-------- DATASET ROWS --------
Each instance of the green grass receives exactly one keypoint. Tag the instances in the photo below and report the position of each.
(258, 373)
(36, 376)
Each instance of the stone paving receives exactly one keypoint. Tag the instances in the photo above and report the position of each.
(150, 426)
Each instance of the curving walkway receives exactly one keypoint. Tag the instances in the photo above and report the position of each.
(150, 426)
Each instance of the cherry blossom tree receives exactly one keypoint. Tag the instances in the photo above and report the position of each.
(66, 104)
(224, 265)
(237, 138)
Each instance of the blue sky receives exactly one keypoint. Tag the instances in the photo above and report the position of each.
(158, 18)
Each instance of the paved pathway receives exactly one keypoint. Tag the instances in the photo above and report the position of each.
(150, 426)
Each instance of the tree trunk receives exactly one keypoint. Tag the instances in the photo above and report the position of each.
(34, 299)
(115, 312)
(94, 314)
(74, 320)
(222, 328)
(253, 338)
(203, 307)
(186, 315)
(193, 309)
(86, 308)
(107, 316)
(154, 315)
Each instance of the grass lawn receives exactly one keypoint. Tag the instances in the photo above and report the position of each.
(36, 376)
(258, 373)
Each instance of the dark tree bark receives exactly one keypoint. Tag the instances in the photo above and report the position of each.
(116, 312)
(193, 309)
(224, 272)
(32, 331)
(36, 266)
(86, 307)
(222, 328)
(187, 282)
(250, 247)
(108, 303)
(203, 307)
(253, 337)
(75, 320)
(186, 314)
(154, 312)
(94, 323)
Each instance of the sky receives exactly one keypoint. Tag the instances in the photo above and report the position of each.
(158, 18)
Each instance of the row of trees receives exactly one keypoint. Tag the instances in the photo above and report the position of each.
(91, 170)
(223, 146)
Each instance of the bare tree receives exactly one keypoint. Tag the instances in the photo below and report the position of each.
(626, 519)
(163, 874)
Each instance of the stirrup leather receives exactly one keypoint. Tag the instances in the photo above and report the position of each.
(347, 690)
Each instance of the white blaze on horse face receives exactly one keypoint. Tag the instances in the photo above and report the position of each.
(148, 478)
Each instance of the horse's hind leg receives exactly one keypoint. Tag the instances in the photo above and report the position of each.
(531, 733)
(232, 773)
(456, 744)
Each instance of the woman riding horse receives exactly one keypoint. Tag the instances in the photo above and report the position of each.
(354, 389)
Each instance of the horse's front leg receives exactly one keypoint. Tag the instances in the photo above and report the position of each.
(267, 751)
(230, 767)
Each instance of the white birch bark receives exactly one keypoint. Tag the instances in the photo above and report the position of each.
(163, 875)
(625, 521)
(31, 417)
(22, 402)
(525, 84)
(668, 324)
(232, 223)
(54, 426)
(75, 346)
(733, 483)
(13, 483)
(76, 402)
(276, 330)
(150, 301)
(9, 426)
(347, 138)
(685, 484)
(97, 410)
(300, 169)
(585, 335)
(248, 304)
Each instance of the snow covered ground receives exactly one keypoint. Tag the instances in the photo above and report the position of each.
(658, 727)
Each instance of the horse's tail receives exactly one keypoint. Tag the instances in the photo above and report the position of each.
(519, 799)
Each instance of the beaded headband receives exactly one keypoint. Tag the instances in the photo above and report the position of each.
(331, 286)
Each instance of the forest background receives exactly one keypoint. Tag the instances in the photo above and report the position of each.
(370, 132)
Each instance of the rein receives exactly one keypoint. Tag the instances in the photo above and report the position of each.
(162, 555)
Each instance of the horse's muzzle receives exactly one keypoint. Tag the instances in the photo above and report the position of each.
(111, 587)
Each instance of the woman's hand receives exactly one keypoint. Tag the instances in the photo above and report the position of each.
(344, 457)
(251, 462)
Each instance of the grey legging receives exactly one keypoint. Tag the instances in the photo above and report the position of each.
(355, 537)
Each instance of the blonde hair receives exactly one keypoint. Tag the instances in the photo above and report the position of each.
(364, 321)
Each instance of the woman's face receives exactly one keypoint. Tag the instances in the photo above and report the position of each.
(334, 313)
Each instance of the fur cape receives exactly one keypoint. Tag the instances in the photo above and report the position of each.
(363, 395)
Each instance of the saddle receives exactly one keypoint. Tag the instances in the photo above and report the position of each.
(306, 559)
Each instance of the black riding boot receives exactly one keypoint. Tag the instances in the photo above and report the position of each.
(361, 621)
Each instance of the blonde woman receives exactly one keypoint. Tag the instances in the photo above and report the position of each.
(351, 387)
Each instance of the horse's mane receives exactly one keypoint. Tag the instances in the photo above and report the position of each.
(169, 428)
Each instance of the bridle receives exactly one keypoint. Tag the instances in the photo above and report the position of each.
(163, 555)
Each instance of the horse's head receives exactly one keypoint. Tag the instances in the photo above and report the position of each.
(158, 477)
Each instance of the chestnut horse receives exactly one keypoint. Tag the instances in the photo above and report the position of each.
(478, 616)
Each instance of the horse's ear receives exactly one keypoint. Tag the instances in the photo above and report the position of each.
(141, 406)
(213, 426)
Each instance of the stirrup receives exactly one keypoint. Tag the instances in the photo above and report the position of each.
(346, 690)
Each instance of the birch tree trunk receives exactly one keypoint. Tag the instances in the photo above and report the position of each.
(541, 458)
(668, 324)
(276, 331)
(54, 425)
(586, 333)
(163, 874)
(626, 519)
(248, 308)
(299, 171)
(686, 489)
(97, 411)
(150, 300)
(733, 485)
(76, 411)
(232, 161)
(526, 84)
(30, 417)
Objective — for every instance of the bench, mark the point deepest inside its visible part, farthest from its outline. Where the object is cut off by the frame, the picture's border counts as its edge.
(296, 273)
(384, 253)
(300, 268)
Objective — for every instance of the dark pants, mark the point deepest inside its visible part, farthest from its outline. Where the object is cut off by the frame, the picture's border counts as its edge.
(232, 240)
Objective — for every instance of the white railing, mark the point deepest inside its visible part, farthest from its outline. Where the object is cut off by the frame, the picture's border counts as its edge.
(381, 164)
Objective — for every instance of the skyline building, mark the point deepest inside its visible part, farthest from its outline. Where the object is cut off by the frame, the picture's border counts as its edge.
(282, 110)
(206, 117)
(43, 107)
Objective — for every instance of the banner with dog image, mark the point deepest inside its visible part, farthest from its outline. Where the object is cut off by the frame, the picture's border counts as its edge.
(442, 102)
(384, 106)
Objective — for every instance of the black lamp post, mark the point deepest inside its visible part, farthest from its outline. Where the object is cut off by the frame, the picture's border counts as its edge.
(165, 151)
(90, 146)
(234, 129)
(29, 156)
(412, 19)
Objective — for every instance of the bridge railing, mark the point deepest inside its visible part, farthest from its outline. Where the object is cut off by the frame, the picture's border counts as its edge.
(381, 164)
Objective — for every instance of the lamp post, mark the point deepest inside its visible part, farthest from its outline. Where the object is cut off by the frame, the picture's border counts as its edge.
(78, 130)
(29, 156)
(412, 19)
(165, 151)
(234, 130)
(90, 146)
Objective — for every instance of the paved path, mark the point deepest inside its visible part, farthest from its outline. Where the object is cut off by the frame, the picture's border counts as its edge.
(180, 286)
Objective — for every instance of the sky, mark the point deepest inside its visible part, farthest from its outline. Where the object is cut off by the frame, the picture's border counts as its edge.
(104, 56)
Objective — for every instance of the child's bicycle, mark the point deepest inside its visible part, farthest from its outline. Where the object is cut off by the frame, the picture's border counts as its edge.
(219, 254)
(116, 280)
--------
**WHAT THE EXERCISE ASKS:** Write out the records above again, swapping "lamp post" for "streetlight" and keeping everything else the same.

**ANSWER BELOW:**
Each instance of the green grass receives exactly one keypoint. Tag the instances in the photo below and report the position of each.
(258, 373)
(36, 376)
Each instance of the stone paving receives exactly one keypoint. Tag the instances in the photo above and report the position of each.
(150, 426)
Each instance of the curving walkway receives exactly one keypoint. Tag the instances in the photo above and report the position of each.
(150, 426)
Each instance of the cherry blossom tree receives exactly one keypoint. Tag the instances in the photo above and report the position of each.
(66, 104)
(224, 265)
(237, 138)
Each instance of the blue sky receives exactly one keypoint. Tag the instances in the photo above and report the position of each.
(158, 18)
Each instance of the paved pathway receives exactly one keypoint. Tag the instances in the photo above and report the position of each.
(150, 426)
Each instance of the tree trunk receives exactly one keypoint. Tag the instances in the photo above and report the position of each.
(34, 299)
(115, 312)
(94, 314)
(74, 320)
(222, 328)
(253, 338)
(203, 307)
(186, 315)
(193, 309)
(86, 308)
(107, 316)
(154, 315)
Each instance of the grass lawn receives exactly one keypoint. Tag the instances in the photo above and report the position of each.
(36, 376)
(258, 373)
Each instance of the dark tree bark receives exactly one keypoint. Tag the instances in the photo above and report the position of each.
(116, 312)
(193, 309)
(224, 272)
(32, 331)
(36, 266)
(86, 307)
(222, 328)
(187, 282)
(250, 247)
(108, 303)
(203, 307)
(253, 337)
(75, 320)
(186, 314)
(154, 312)
(94, 323)
Each instance of the sky receives exactly one keypoint. Tag the instances in the photo above and report the position of each.
(158, 18)
Each instance of the row of trees receives exactly one keypoint. Tag the instances in the photo above and report the position of each.
(91, 170)
(223, 146)
Each instance of the bare tree receives exactly one keypoint. Tag the instances in the photo below and report the position of each.
(626, 519)
(163, 874)
Each instance of the stirrup leather receives exactly one keypoint. Tag the instances in the photo above and report the position of each.
(347, 690)
Each instance of the white blaze on horse face receives exactly one keypoint. Tag the instances in the photo above and report the position of each.
(148, 478)
Each instance of the horse's hind leg receives exactly one keypoint. Tag the instances in the photo above and report the position of each.
(531, 733)
(232, 773)
(456, 744)
Each instance of the woman riding horse receives exactly one keypoint. Tag the instances in the photo above and report the position of each.
(354, 389)
Each instance of the horse's front leg receives exactly one keypoint. Tag the instances in the photo above and report the position of each.
(267, 751)
(230, 767)
Each instance of the white birch bark receives exactly one keypoint. Tag the instances in the photo above and report the position of each.
(163, 875)
(625, 521)
(31, 417)
(22, 402)
(525, 84)
(668, 324)
(232, 223)
(54, 426)
(75, 346)
(733, 483)
(13, 483)
(76, 402)
(276, 330)
(150, 301)
(9, 426)
(347, 138)
(685, 484)
(97, 410)
(300, 169)
(585, 335)
(248, 304)
Each instance of the snow covered ground receives exactly one keypoint. Tag the instances in the photo above and report the position of each.
(658, 727)
Each instance of the horse's tail receives exactly one keypoint. Tag the instances in the photo above and report the position of each.
(519, 799)
Each instance of the beaded headband receives exactly one keypoint. Tag the instances in the photo above and report the position of each.
(331, 286)
Each instance of the forest background receives exactly one keypoint. Tag the instances in the photo above and report the position of each.
(370, 132)
Each instance of the rein receives exactly one keypoint. Tag the instances in the photo above and report the position of each.
(162, 555)
Each instance of the horse's muzzle receives exactly one keypoint. Tag the instances in the photo above and report the position of each.
(111, 587)
Each instance of the woman's hand receives exactly one keypoint. Tag the instances in the photo above and report the position of each.
(344, 457)
(251, 462)
Each instance of the grey legging receives exactly one keypoint. Tag the instances in the photo above and report the position of each.
(355, 537)
Each instance of the blonde hair receives exactly one keypoint. Tag the instances in the photo above and report the position of each.
(364, 321)
Each instance of the woman's face receives exactly one keypoint. Tag the instances in the photo above and report the position of each.
(334, 313)
Each instance of the fur cape receives exactly one keypoint. Tag the instances in the photo above and report the position of each.
(363, 395)
Each instance of the saddle receives exactly one keypoint. Tag the instances in the photo above and report the position of each.
(306, 559)
Each instance of the black riding boot receives exactly one keypoint. Tag the instances in the photo above and report the position of each.
(361, 621)
Each instance of the blonde woman receives exactly one keypoint. Tag the instances in the photo above and report the position of each.
(351, 387)
Each instance of the horse's mane receives exactly one keypoint. Tag the instances in the photo above and report the position of each.
(169, 428)
Each instance of the bridle receives exactly one keypoint. Tag the instances in the photo above and report the position of each.
(163, 555)
Each instance of the horse's head receives exactly one keypoint. Tag the instances in the photo above and report the position of each.
(158, 477)
Each instance of the chestnut horse receives exactly one keypoint. Tag the instances in the photo above and report the position of each.
(478, 616)
Each instance of the horse's ear receives exactly one keypoint. Tag the instances in the photo above and report the position of each.
(141, 406)
(213, 426)
Each instance of the stirrup receives exactly one keypoint. Tag the instances in the photo above and report the position of each.
(346, 690)
Each instance of the birch tree trunk receives exactly one keypoint. Tag the instances in the photo above and report the position of each.
(541, 458)
(668, 324)
(276, 331)
(54, 425)
(586, 333)
(163, 874)
(626, 519)
(248, 308)
(299, 171)
(686, 489)
(97, 411)
(150, 300)
(733, 485)
(76, 411)
(232, 161)
(526, 84)
(30, 417)
Objective — for every instance of the bench, mark the point deepest inside its visible part, farthest from its outline. Where the object is cut off by the frame, the picture's border counts as its edge.
(296, 273)
(384, 253)
(300, 268)
Objective — for every instance of the dark pants, mark the point deepest inside its visible part, farthest from its outline. Where the object is cut off by the frame, the picture's border counts as its edge.
(232, 240)
Objective — for every instance of the white railing, mark the point deepest inside its visible part, farthest from its outline. Where the object is cut off by the frame, the picture's border counts as its edge.
(381, 164)
Objective — for every instance of the skyline building, mark the point deepest inside its visible part, farthest from its outline. Where the object is cut off by the frame, the picture's border counts as its edge.
(282, 110)
(206, 117)
(43, 107)
Objective — for every instance of the banner with dog image, mark the point deepest inside its visible part, farthest from its outline. Where the object is cut off by the frame, the picture's border counts as its edge.
(442, 102)
(384, 106)
Objective — for every instance of the black streetlight, mark the point deepest inside its visible part, farthest from its outline. Where the object is cut off by the frame, the picture's border counts as its edge.
(165, 151)
(90, 146)
(234, 129)
(29, 156)
(412, 19)
Objective — for every instance of the bridge railing, mark the point deepest inside its visible part, farthest from its outline. Where the object is cut off by the frame, the picture's border counts as its edge.
(381, 164)
Objective — for every instance of the streetlight, mark the point deepest inside its visible part, farthest from its outline. Where the object is cut off by the frame, the picture's border counts as its edge.
(78, 130)
(29, 156)
(412, 19)
(165, 151)
(234, 130)
(90, 146)
Objective — for every instance of the paved path, mark the point deepest inside its visible part, farthest from its outline. Where the object is cut off by the frame, the picture's border counts as its edge.
(180, 286)
Objective — for every instance of the sky, mark the point deepest inside its visible part, farthest from its outline. Where the object is cut off by the frame, the picture's border counts as its edge.
(104, 56)
Objective — for every instance of the child's bicycle, mark the point deepest inside its visible part, farthest from its outline. Where the object is cut off by the frame, the picture's border counts as its edge.
(219, 254)
(116, 280)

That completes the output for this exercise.